#### WHAT YOU WILL DO:
Top to bottom, give the entries again exactly as written.

[Opening MATERIAL PROVIDED section]

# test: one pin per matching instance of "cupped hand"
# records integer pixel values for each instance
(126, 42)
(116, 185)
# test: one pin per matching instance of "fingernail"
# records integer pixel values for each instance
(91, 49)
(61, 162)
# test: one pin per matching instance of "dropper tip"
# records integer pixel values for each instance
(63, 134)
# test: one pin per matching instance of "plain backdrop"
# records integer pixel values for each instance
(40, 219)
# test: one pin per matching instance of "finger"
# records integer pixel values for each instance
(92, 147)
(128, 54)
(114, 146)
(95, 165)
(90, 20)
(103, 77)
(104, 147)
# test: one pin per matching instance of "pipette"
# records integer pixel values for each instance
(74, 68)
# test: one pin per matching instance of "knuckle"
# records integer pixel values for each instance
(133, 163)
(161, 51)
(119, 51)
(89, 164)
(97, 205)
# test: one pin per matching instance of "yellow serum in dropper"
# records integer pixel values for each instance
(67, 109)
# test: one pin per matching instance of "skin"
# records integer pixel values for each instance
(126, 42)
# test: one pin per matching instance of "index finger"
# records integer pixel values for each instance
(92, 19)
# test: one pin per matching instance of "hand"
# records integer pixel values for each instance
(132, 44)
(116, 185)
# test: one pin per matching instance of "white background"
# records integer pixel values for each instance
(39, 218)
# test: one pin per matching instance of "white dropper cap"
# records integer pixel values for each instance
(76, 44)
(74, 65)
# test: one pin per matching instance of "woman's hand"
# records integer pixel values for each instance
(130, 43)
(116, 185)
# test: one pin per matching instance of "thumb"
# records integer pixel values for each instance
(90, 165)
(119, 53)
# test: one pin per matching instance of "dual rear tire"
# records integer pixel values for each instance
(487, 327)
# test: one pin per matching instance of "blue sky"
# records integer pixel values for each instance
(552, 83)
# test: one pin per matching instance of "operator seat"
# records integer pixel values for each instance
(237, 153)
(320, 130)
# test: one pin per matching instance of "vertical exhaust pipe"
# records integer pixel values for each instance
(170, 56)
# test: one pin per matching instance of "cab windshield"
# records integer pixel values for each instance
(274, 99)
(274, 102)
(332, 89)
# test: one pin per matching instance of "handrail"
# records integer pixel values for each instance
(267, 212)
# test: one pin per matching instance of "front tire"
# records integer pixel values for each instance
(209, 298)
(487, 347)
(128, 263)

[Closing MATERIAL PROVIDED section]

#### RESULT FOR THIS EXERCISE:
# test: one pin per matching instance of "cupped hand"
# records integer pixel values for each instance
(126, 42)
(116, 185)
# test: one pin per matching instance of "fingernail"
# records integer pixel values for each instance
(91, 49)
(61, 162)
# test: one pin per matching instance of "dropper tip"
# records integer pixel values for each instance
(63, 134)
# test: one pin per matching instance of "plain backdrop"
# records integer pixel values for each instance
(40, 219)
# test: one pin per matching instance of "finger"
# records integer pixel values for each instance
(92, 147)
(128, 54)
(114, 146)
(95, 165)
(90, 20)
(103, 77)
(104, 147)
# test: one pin per matching instance of "pipette"
# records integer pixel values for each instance
(74, 68)
# test: one pin per matching instance of "knuckle"
# records integer pixel values for each instance
(133, 163)
(161, 51)
(119, 51)
(89, 164)
(97, 205)
# test: one pin per matching instance of "yellow serum in dropper"
# records integer pixel values for each instance
(67, 109)
# test: one pin per matching instance of "skin"
# records integer pixel values for each instance
(126, 42)
# test: one pin per matching instance of "index finger"
# records integer pixel values for each instance
(92, 19)
# test: one pin per matching instance of "hand"
# records integer pixel values for each instance
(132, 44)
(116, 185)
# test: one pin per matching instance of "white background"
# records integer pixel values for each instance
(39, 218)
# test: one pin per matching instance of "white dropper cap"
# records integer pixel values for each instance
(76, 44)
(74, 65)
# test: one pin per matching instance of "woman's hand"
# records integer pixel values for each instance
(130, 43)
(116, 185)
# test: one pin per matching instance of "thumb"
# records integer pixel values for each instance
(90, 165)
(119, 53)
# test: one pin per matching instance of "dual rear tire"
# records integer pixel values for each instance
(487, 327)
# test: one pin per matching instance of "blue sky"
# records integer pixel values for each instance
(552, 83)
# test: one pin per matching instance of "operator seat"
# records integer pixel values for each instance
(237, 153)
(320, 130)
# test: one pin per matching instance of "vertical exhaust pipe"
# records integer pixel values for each instance
(170, 56)
# test: one pin per matching instance of "cab windshield"
# records integer pixel values for each instance
(274, 99)
(274, 102)
(332, 89)
# test: one pin per matching instance of "handrail"
# records integer pixel values for each instance
(267, 212)
# test: one pin per matching instance of "front tire"
# records integer pixel values for each instance
(209, 298)
(487, 347)
(128, 263)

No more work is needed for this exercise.